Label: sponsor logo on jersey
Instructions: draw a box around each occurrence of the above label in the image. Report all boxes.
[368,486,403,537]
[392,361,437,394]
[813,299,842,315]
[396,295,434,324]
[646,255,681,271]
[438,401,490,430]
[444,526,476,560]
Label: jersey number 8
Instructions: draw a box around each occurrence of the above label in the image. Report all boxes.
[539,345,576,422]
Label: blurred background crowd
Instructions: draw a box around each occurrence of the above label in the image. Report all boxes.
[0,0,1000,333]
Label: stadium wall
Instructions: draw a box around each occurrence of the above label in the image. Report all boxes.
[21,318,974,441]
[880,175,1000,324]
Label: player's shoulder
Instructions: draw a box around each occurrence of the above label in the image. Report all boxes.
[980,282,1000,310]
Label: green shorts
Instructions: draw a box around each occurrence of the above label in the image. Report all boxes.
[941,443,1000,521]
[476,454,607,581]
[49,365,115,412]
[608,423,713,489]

Short problem:
Present all of the data above as a Markdown table with the columns Row and Line, one numbered row per line, leaving out any blank lines.

Solution for this exercise:
| Row | Line |
|---|---|
| 1 | Label: sponsor logo on jersey |
| 2 | Instructions: draw a box around each occurrence of the above label in the image. Report all boxes. |
| 3 | [368,486,403,537] |
| 4 | [392,361,437,394] |
| 5 | [813,299,842,315] |
| 6 | [396,295,434,324] |
| 7 | [646,255,681,271] |
| 8 | [438,401,490,430] |
| 9 | [444,526,476,560] |
| 10 | Label: jersey number 8 |
| 11 | Instructions: draw a box around each occurrence of the above label in the image. Report all boxes. |
| 12 | [539,345,576,422] |
| 13 | Label: blurred background crowd |
| 14 | Instructions: draw a box around each occurrence of the above label in the image. Report all boxes. |
| 15 | [0,0,1000,333] |
| 16 | Label: stadium wall |
| 17 | Instructions: draw a box around each occurrence of the above label in the image. Report all boxes. |
| 18 | [21,318,974,441] |
| 19 | [880,175,1000,324] |
| 20 | Label: player's shoulder |
| 21 | Instructions: draw a box around each occurrence of the above label in the image. Report all boxes. |
| 22 | [980,282,1000,310] |
| 23 | Label: green shorts |
| 24 | Instructions: draw a box around each occurrence of the above label in the image. Report all boxes. |
| 25 | [941,443,1000,521] |
| 26 | [476,454,607,581] |
| 27 | [49,365,115,412] |
| 28 | [608,423,713,489] |